**Problem**
Copy each of the records below word for word, line by line.
START Data provided
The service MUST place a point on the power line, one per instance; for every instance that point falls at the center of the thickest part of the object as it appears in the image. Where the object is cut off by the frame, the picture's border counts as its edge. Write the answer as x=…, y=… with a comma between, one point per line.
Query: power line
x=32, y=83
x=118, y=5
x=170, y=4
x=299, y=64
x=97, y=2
END Data provided
**Expected output**
The service MUST place a point on the power line, one per instance; for every instance that point falls at the center of the thickest part of the object as it appears in the image. Where the object is cut off by the frame, the picture's border counts as its edge. Write the answer as x=…, y=… with a comma between, one point per line.
Query: power line
x=32, y=83
x=118, y=5
x=170, y=4
x=299, y=64
x=97, y=2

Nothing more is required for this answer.